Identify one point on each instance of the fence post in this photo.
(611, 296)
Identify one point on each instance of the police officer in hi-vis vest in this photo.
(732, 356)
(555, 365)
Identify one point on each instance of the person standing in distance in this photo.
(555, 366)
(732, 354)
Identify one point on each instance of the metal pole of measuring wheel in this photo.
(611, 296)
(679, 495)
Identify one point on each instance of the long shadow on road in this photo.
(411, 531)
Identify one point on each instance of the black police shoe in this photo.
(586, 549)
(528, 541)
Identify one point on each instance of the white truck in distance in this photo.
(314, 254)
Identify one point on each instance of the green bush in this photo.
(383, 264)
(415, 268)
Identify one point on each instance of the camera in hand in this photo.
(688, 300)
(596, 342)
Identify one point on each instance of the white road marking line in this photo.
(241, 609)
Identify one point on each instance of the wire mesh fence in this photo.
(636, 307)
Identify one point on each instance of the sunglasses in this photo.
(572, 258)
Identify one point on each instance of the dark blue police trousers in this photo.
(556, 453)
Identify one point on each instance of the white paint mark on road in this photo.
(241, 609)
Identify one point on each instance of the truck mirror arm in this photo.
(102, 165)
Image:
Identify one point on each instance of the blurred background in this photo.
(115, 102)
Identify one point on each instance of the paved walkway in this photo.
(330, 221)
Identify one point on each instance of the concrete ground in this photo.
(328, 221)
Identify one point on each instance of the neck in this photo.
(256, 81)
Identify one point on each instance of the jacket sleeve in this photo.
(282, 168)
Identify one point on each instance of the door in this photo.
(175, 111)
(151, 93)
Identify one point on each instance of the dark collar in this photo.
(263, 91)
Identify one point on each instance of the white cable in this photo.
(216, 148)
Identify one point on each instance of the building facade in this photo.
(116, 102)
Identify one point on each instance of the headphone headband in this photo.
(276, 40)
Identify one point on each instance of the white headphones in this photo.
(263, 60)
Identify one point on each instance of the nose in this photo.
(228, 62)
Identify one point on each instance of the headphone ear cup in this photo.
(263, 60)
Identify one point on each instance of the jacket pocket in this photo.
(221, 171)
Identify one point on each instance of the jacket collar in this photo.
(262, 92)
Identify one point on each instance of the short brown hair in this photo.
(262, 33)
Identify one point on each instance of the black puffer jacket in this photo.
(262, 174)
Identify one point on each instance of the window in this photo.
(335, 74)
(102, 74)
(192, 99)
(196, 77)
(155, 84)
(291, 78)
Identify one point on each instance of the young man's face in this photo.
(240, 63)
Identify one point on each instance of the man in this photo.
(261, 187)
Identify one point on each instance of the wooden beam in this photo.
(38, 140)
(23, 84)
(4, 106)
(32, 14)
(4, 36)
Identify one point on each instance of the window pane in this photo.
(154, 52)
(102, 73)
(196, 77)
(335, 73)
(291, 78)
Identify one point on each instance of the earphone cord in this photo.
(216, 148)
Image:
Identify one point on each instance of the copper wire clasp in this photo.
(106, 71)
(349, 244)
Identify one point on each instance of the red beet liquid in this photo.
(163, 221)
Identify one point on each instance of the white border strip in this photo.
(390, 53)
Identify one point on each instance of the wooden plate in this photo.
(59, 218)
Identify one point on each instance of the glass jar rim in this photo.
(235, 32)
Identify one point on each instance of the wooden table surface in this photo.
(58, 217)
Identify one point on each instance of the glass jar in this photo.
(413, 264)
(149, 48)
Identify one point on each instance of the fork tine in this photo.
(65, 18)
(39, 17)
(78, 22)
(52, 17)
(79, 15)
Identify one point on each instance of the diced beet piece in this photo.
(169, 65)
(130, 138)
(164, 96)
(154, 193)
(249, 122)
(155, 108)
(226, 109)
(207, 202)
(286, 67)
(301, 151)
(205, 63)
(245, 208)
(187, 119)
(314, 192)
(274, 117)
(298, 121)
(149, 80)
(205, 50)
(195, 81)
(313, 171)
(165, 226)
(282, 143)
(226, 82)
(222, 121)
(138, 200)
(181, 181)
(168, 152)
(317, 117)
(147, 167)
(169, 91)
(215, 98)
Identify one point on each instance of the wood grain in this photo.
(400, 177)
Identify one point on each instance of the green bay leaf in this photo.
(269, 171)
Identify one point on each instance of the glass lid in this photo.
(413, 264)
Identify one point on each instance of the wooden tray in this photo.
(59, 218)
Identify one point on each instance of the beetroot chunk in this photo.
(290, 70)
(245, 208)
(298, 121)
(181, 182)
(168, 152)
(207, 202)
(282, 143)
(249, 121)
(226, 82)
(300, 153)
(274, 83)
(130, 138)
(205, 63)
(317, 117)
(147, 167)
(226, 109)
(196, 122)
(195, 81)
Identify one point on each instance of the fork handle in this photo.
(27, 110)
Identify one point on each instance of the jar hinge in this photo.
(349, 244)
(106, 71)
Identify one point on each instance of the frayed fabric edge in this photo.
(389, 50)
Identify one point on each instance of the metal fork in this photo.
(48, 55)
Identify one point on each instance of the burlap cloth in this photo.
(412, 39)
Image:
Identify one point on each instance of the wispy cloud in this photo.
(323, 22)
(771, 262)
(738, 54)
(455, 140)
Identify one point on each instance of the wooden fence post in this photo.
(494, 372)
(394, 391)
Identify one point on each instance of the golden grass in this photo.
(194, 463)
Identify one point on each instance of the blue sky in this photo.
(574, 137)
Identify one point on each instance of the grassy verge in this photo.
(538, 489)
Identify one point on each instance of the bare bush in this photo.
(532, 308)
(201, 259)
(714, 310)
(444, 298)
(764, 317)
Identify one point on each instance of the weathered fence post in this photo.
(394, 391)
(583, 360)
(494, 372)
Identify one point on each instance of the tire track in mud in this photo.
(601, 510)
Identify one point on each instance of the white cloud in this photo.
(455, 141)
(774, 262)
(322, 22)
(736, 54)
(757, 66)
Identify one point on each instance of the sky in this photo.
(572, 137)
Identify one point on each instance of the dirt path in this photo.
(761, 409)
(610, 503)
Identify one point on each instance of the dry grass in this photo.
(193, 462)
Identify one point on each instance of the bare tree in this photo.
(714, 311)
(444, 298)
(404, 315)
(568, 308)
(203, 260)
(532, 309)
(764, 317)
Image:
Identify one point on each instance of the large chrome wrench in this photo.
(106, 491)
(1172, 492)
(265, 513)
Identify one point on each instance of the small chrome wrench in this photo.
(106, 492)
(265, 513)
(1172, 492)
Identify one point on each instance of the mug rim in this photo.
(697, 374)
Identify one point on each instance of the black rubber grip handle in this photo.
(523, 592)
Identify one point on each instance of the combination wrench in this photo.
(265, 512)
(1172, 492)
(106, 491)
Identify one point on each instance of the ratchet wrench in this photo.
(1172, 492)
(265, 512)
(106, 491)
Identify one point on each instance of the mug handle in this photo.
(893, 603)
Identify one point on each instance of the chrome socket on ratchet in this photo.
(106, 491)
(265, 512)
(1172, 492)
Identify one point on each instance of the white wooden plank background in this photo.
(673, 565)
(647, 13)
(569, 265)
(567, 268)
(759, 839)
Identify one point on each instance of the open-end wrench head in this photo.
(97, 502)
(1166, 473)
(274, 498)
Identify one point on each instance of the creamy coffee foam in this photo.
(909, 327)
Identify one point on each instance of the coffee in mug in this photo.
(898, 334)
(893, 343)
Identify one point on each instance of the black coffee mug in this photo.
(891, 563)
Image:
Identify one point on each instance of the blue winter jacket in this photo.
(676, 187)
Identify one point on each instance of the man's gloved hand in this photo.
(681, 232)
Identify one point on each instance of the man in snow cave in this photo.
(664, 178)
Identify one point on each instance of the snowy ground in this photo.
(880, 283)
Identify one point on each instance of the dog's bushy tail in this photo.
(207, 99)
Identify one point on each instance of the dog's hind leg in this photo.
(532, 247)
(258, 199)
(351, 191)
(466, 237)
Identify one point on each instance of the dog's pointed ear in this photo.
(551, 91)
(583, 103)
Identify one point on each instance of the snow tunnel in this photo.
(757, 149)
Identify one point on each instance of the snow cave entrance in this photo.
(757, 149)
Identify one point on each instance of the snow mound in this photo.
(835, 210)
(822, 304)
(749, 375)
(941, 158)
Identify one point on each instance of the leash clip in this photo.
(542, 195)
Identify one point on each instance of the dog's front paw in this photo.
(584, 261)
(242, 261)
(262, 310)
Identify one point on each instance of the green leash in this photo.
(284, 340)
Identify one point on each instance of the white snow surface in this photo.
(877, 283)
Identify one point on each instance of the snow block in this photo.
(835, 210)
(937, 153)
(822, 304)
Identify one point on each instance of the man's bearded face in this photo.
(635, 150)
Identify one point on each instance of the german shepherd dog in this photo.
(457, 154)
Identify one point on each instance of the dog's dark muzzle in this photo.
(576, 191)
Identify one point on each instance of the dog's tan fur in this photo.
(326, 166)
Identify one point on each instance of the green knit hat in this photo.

(Your goal) Reproduce exactly, with nothing added, the lines from the one that contains "Identify one point on each instance of the man in snow" to the end of the data.

(Full answer)
Identify one point on each instance of the man in snow cave in this photo.
(664, 178)
Identify one point on each instance of the snowy ground in this photo.
(880, 283)
Identify one point on each instance of the dog's bushy tail in this photo.
(207, 99)
Identify one point on each instance of the dog's hind leg in this photo.
(532, 247)
(258, 199)
(351, 191)
(466, 237)
Identify one point on each instance of the dog's pointed ear in this photo.
(551, 91)
(583, 103)
Identify one point on each instance of the snow tunnel in this photo.
(757, 149)
Identify one point on each instance of the snow cave entrance in this photo.
(757, 149)
Identify one point on each instance of the snow mound in this photo.
(835, 210)
(822, 304)
(749, 375)
(941, 158)
Identify one point on each instance of the leash clip in this photo.
(542, 195)
Identify one point on each instance of the dog's front paw in this photo.
(584, 261)
(242, 261)
(262, 310)
Identify one point on each instance of the green leash in this photo.
(284, 340)
Identify one point on each instance of the white snow surface in this photo.
(877, 283)
Identify one point on each instance of the snow block in this photo.
(835, 210)
(937, 153)
(822, 304)
Identify one point on each instance of the man's bearded face in this photo.
(635, 150)
Identify one point on each instance of the german shepherd dog in this photo.
(457, 154)
Identify one point on each instance of the dog's dark muzzle in this photo.
(576, 191)
Identify one point on each instance of the dog's tan fur in this photo.
(326, 166)
Identify one point on each instance of the green knit hat in this photo.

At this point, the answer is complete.